O recurso é interposto nos termos da alínea b) do n. 1 do artigo 70º da Lei do Tribunal Constitucional (LTC) e visa impugnar as interpretações normativas dos artigos 40º do Código de Processo Tributário, 396º do Código Civil e 655º do Código de Processo Civil aplicadas na decisão recorrida, alegadamente violadoras do disposto nos artigos 13º e 266º da Constituição.
1.2. Já depois de junta a alegação, a recorrente foi convidada a pronunciar-se sobre questão prévia atinente à admissibilidade do seu recurso, apresentada essencialmente nos seguintes termos:
«Acontece que o recurso interposto ao abrigo da alínea b) do n.1 do artigo 70º da LTC cabe das decisões que apliquem, como razão de decidir, normas acusadas de inconstitucionais, e a verdade é que a decisão recorrida fundamenta a improcedência do recurso essencialmente numa deficiência técnica da respectiva alegação, que seria inábil para admitir “um juízo conducente à revogação ou anulação” do acórdão recorrido. Tal decisão não faz qualquer aplicação das normas acusadas de inconstitucionais.

— Excerto do conjunto de dados —
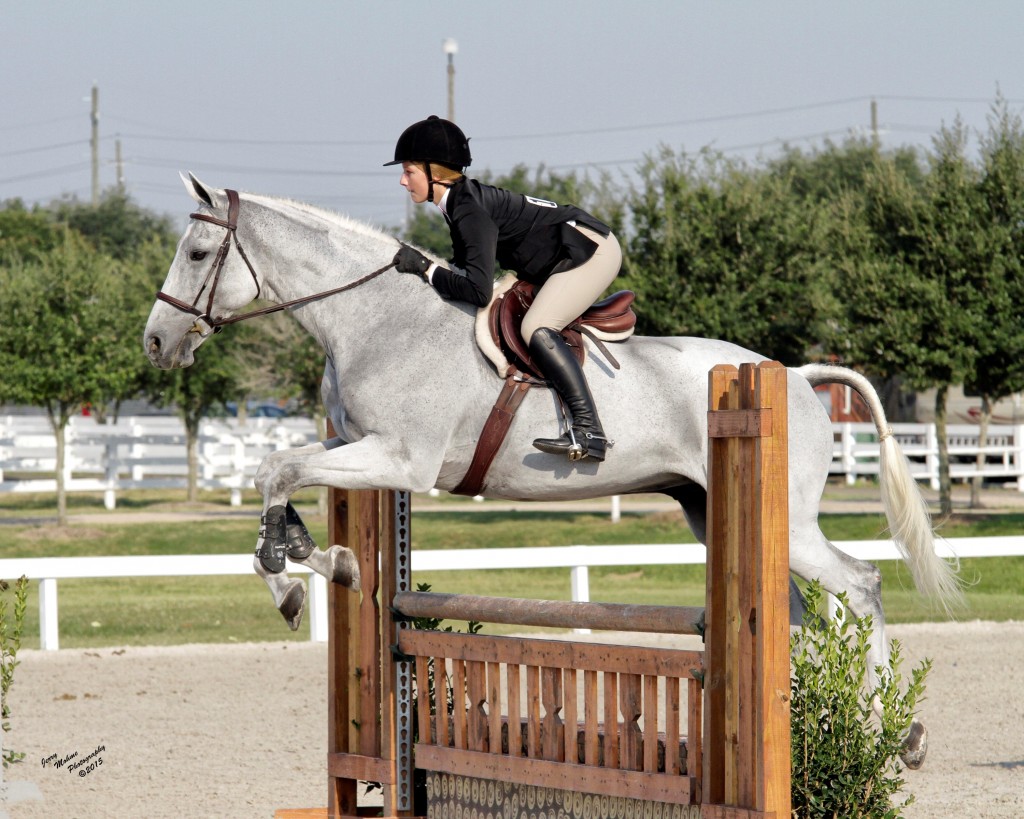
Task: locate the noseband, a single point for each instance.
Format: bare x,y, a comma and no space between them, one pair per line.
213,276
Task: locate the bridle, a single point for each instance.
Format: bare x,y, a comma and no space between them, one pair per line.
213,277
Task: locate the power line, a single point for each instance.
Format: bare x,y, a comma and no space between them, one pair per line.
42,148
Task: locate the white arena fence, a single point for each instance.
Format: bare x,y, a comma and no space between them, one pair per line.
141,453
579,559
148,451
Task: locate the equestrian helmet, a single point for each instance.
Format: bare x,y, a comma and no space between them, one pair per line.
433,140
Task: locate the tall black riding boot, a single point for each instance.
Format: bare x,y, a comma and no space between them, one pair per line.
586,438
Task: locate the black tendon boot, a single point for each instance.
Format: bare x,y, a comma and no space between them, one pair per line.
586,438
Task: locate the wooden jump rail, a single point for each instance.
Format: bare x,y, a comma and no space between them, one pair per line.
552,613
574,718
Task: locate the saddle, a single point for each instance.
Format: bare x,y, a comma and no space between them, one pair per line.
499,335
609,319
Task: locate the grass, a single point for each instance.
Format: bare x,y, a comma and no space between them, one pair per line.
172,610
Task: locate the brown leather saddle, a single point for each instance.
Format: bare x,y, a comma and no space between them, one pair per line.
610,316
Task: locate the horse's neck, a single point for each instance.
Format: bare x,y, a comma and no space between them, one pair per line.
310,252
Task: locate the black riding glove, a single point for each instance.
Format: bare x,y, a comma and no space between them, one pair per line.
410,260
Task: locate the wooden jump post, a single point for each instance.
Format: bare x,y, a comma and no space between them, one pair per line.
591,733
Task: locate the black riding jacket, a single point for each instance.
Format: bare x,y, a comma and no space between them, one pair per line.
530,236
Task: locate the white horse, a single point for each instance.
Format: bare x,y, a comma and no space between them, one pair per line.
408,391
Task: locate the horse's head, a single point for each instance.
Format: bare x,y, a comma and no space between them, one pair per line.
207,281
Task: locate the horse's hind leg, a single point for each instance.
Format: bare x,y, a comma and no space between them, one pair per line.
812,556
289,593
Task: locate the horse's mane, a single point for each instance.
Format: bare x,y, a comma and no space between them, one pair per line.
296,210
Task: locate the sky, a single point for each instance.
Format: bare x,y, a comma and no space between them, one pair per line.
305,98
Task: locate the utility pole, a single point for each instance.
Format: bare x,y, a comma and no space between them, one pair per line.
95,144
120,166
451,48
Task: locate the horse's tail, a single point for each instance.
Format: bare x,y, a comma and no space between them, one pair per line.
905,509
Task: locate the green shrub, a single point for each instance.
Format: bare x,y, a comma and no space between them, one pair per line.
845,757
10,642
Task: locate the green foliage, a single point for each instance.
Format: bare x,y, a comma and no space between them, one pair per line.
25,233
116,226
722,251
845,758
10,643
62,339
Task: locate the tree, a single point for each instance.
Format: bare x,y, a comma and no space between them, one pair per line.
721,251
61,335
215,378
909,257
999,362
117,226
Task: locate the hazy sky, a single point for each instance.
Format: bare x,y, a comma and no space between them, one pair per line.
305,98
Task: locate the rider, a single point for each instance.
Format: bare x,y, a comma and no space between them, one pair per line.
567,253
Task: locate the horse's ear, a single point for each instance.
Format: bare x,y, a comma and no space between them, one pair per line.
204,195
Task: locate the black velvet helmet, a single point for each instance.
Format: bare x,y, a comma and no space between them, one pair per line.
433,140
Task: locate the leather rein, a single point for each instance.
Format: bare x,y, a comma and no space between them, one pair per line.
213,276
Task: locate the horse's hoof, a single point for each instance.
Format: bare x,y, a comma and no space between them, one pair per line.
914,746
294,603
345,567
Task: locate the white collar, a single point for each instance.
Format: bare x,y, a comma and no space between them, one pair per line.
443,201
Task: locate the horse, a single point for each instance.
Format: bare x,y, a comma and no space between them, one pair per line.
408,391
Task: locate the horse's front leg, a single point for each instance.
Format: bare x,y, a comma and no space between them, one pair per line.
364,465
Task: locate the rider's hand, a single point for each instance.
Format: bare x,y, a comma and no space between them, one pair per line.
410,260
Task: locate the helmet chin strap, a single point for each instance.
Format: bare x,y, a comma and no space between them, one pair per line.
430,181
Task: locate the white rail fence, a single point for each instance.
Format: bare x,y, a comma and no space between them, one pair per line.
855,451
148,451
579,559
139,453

— ENUNCIADO DA TAREFA —
Transcreva na íntegra, sem qualquer alteração, o texto sobre a admissibilidade do recurso para o Tribunal Constitucional.

— RESPOSTA —
O recurso é interposto nos termos da alínea b) do n. 1 do artigo 70º da Lei do Tribunal Constitucional (LTC) e visa impugnar as interpretações normativas dos artigos 40º do Código de Processo Tributário, 396º do Código Civil e 655º do Código de Processo Civil aplicadas na decisão recorrida, alegadamente violadoras do disposto nos artigos 13º e 266º da Constituição.
1.2. Já depois de junta a alegação, a recorrente foi convidada a pronunciar-se sobre questão prévia atinente à admissibilidade do seu recurso, apresentada essencialmente nos seguintes termos:
«Acontece que o recurso interposto ao abrigo da alínea b) do n.1 do artigo 70º da LTC cabe das decisões que apliquem, como razão de decidir, normas acusadas de inconstitucionais, e a verdade é que a decisão recorrida fundamenta a improcedência do recurso essencialmente numa deficiência técnica da respectiva alegação, que seria inábil para admitir “um juízo conducente à revogação ou anulação” do acórdão recorrido. Tal decisão não faz qualquer aplicação das normas acusadas de inconstitucionais.